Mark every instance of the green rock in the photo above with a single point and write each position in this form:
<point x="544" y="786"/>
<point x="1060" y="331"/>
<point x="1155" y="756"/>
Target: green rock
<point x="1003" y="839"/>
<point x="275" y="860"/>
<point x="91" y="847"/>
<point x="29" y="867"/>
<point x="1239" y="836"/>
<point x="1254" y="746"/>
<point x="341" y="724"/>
- - - - -
### [PROBLEM DESCRIPTION]
Copy all the lines, exactly.

### [SOLUTION FOR THIS PROBLEM]
Mark every instance of the green rock in the photo above with a single point and write each position in this form:
<point x="544" y="786"/>
<point x="1060" y="331"/>
<point x="1155" y="756"/>
Target: green rock
<point x="1003" y="839"/>
<point x="275" y="860"/>
<point x="91" y="847"/>
<point x="29" y="867"/>
<point x="1239" y="836"/>
<point x="1254" y="746"/>
<point x="341" y="724"/>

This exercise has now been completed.